- [TASK REQUIREMENTS]: Write out all of the data exactly as it appears.

··········

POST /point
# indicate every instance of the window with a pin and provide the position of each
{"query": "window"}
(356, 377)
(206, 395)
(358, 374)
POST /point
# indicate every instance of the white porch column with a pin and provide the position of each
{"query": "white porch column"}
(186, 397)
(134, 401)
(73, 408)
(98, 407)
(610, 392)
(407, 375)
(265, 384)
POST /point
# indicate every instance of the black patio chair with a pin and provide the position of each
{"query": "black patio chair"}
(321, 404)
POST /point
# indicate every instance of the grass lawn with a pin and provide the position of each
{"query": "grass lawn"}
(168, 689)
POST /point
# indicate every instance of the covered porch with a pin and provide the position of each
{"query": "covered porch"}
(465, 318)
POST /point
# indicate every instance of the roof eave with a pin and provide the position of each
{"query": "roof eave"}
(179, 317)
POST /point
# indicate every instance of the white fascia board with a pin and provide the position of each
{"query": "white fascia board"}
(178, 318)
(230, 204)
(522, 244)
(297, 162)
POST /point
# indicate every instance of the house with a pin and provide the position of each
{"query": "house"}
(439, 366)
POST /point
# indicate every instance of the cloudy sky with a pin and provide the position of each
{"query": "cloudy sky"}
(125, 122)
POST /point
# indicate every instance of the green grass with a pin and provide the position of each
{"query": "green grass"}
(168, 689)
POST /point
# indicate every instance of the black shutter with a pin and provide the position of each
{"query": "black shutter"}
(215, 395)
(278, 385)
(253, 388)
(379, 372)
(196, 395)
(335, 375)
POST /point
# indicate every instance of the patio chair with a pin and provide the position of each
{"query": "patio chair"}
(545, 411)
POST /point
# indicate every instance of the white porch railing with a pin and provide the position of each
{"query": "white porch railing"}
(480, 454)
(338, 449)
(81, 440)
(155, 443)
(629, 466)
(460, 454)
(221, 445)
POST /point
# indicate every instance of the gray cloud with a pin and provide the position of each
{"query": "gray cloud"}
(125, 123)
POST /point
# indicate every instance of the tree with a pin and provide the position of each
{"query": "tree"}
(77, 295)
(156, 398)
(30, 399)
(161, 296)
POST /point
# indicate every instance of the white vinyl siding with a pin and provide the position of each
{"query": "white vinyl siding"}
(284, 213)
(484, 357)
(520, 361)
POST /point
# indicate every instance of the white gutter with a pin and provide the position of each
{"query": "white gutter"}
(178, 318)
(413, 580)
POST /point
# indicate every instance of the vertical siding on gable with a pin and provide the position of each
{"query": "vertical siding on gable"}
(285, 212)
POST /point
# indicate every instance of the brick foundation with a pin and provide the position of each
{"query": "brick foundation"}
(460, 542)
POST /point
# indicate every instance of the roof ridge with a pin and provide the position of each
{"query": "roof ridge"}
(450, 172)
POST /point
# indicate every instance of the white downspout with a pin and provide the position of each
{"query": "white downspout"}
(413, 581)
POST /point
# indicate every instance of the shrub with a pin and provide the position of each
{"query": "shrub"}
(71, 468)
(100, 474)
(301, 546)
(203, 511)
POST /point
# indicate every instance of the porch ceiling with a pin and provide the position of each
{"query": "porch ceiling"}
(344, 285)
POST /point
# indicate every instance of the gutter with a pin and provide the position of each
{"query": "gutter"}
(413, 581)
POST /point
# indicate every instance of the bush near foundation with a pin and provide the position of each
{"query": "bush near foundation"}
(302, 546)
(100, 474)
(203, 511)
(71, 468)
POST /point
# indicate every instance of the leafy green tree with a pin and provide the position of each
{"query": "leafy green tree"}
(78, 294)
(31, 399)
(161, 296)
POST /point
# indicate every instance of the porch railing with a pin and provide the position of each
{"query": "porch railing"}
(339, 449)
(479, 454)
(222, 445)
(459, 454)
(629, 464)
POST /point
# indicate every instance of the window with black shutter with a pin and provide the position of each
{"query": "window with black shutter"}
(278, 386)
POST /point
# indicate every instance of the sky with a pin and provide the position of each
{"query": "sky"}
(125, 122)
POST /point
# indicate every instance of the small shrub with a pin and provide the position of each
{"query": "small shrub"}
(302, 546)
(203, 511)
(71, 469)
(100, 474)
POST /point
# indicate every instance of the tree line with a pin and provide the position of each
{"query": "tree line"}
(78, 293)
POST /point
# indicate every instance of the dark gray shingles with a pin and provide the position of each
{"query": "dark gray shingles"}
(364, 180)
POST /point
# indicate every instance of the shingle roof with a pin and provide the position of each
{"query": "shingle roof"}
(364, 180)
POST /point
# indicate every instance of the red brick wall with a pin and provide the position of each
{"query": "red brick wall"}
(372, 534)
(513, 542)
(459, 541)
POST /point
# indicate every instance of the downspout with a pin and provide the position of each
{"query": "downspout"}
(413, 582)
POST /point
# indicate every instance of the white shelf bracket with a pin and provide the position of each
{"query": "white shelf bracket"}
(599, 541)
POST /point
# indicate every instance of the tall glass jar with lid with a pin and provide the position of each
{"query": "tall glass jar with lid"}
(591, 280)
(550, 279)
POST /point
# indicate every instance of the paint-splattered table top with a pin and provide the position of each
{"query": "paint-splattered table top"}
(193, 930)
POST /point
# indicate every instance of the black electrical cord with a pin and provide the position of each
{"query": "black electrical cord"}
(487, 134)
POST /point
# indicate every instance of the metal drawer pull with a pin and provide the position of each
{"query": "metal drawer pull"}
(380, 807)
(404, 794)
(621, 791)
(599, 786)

··········

- [IN RESPONSE]:
POST /point
# indicate every instance of the window with a pin and provide the position of each
{"query": "window"}
(356, 377)
(206, 395)
(358, 374)
POST /point
# indicate every instance of the white porch column with a pin and provide the position of each
{"query": "white porch column"}
(186, 397)
(134, 401)
(73, 408)
(98, 407)
(610, 392)
(407, 375)
(265, 384)
POST /point
# indicate every instance of the black patio chair with a pin and provide the position of each
{"query": "black patio chair"}
(321, 404)
POST /point
# indicate every instance of the grass lawn with a pin and provide the position of each
{"query": "grass lawn"}
(168, 689)
POST /point
# indicate every instance of the covered porch with a pin and provide the position of each
{"query": "covered porch"}
(465, 318)
POST /point
# indicate every instance of the roof eave with a pin and provide the position of each
{"query": "roof eave"}
(179, 317)
POST /point
# indicate every instance of the white fascia board with a pin and provide the position of each
{"query": "white fascia board"}
(178, 318)
(230, 204)
(522, 244)
(297, 162)
POST /point
# indicate every instance of the house with a pin and provide the position of each
{"query": "house"}
(439, 366)
POST /point
# indicate every instance of the cloudy sky with a pin and provide the position of each
{"query": "cloudy sky"}
(125, 122)
POST /point
# indicate every instance of the green grass with a pin and provide the position of each
{"query": "green grass"}
(168, 689)
POST /point
# indicate every instance of the black shutter with a pin and provide the position of each
{"query": "black shutter"}
(215, 395)
(278, 385)
(253, 388)
(379, 372)
(196, 395)
(335, 375)
POST /point
# indicate every instance of the patio chair with a pin and provide the position of each
{"query": "patio chair"}
(545, 411)
POST /point
# indicate every instance of the white porch railing with a pin and provide the position of each
{"query": "white porch railing"}
(480, 454)
(338, 449)
(81, 440)
(155, 443)
(629, 466)
(460, 454)
(221, 445)
POST /point
# indicate every instance of the gray cloud with a pin and provide the position of each
{"query": "gray cloud"}
(125, 123)
POST /point
# indicate every instance of the tree with a pin and provide the position of each
{"query": "tree"}
(77, 295)
(156, 398)
(30, 399)
(161, 296)
POST /point
# indicate every instance of the white vinyl siding with a pin and provide the position of each
{"query": "white vinyl siding"}
(284, 213)
(484, 357)
(520, 361)
POST /point
# indicate every instance of the white gutter with a pin and provide the position of each
{"query": "white gutter"}
(178, 318)
(413, 580)
POST /point
# indicate every instance of the vertical siding on gable with a pin and provide the position of each
{"query": "vertical siding on gable"}
(285, 212)
POST /point
# indicate every instance of the brick foundation with a pin and provide the position of each
{"query": "brick foundation"}
(460, 542)
POST /point
# indicate every instance of the roof ridge with a pin and provide the position of each
{"query": "roof ridge"}
(450, 172)
POST /point
# indicate every instance of the white downspout with a pin and provide the position of each
{"query": "white downspout"}
(413, 581)
POST /point
# indicate every instance of the shrub with a pin and provide the position of each
{"query": "shrub"}
(71, 468)
(100, 474)
(301, 546)
(203, 511)
POST /point
# indicate every instance of the porch ceiling with a pin and provide the position of each
{"query": "porch ceiling"}
(344, 285)
POST /point
# indicate every instance of the gutter with a pin and provide the position of each
{"query": "gutter"}
(413, 581)
POST /point
# indicate every instance of the bush near foundation with a pin and provide the position of each
{"query": "bush near foundation"}
(302, 546)
(100, 474)
(203, 511)
(71, 468)
POST /point
# indicate every instance of the leafy green tree with a pin and provide the position of each
{"query": "leafy green tree"}
(78, 294)
(31, 399)
(161, 296)
POST /point
# indicate every instance of the porch railing with a pin and provide the position of each
{"query": "porch railing"}
(339, 449)
(479, 454)
(222, 445)
(459, 454)
(629, 464)
POST /point
# indicate every instance of the window with black shutter with a pin and provide the position of each
{"query": "window with black shutter"}
(278, 386)
POST /point
# indicate every instance of the sky with a pin and provide the position of each
{"query": "sky"}
(125, 122)
POST /point
# indicate every instance of the small shrub with a pin and provide the position of each
{"query": "small shrub"}
(302, 546)
(203, 511)
(71, 469)
(100, 474)
POST /point
# indicate every instance of the tree line with a pin and provide the position of each
{"query": "tree line"}
(78, 293)
POST /point
# indicate every instance of the dark gray shingles with a pin and provide the position of each
{"query": "dark gray shingles"}
(364, 180)
POST /point
# indicate every instance of the shingle roof with a pin and provide the position of each
{"query": "shingle roof"}
(364, 180)
POST /point
# indicate every instance of the red brick wall with a pin and provide the position of each
{"query": "red brick wall"}
(372, 534)
(513, 542)
(459, 541)
POST /point
# indicate every instance of the downspout with a pin and provide the position of each
{"query": "downspout"}
(413, 582)
POST /point
# indicate every instance of the white shelf bracket with a pin and provide the position of each
{"query": "white shelf bracket"}
(599, 541)
POST /point
# indicate every instance of the tall glass jar with lid with a pin and provide the position of each
{"query": "tall glass jar with lid"}
(591, 280)
(550, 279)
POST /point
# indicate every instance of the paint-splattered table top with a pin and provide the position of each
{"query": "paint-splattered table top"}
(193, 930)
POST /point
# indicate every instance of the black electrical cord with a pin and provide the position of each
{"query": "black electrical cord"}
(487, 134)
POST /point
# indicate every instance of the metal drawer pull with a pin and provide the position of each
{"query": "metal drawer pull"}
(380, 807)
(404, 794)
(621, 791)
(599, 786)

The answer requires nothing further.